━━━ Given records

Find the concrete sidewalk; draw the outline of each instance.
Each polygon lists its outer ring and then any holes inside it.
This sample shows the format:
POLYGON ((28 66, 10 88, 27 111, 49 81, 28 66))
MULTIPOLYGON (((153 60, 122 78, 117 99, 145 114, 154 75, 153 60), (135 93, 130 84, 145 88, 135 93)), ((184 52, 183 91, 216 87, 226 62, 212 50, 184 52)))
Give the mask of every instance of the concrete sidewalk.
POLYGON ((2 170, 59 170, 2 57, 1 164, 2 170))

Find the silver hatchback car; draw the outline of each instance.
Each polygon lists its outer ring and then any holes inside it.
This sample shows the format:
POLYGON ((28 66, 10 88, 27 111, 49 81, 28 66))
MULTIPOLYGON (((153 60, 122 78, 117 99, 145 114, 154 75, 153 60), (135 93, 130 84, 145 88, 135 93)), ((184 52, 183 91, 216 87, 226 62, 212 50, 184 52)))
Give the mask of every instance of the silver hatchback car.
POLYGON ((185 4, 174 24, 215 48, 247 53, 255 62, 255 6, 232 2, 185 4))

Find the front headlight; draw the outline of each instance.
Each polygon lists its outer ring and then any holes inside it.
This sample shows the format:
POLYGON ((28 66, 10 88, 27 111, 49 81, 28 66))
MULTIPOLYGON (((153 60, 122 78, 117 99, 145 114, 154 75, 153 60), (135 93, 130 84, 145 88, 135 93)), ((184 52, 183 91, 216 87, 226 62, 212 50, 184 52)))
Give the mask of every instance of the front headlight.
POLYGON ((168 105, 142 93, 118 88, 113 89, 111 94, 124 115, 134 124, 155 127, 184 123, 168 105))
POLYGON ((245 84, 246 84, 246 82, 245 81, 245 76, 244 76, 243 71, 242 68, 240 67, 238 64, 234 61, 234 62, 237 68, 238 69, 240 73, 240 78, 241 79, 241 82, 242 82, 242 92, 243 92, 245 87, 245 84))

━━━━━━

Could you reproduce the stretch of the material from the line containing "Find the silver" through the line containing "POLYGON ((185 4, 174", both included, leaving the requests and their format samples unchanged? In the answer outlines, multiply every coordinate by 1.5 and round to whole numbers, with halves rounded up.

Find the silver hatchback car; draw the outline of each instance.
Each polygon lists its outer ring and then any holes inside it.
This sample shows the format:
POLYGON ((28 66, 10 88, 27 111, 49 81, 28 66))
MULTIPOLYGON (((153 60, 122 78, 117 99, 145 114, 154 75, 153 60), (135 93, 130 84, 145 88, 135 93)), ((184 52, 183 91, 216 87, 226 62, 212 50, 184 52)))
Give the mask of every instance of the silver hatchback car.
POLYGON ((278 6, 261 36, 323 72, 371 80, 383 93, 383 9, 348 3, 278 6))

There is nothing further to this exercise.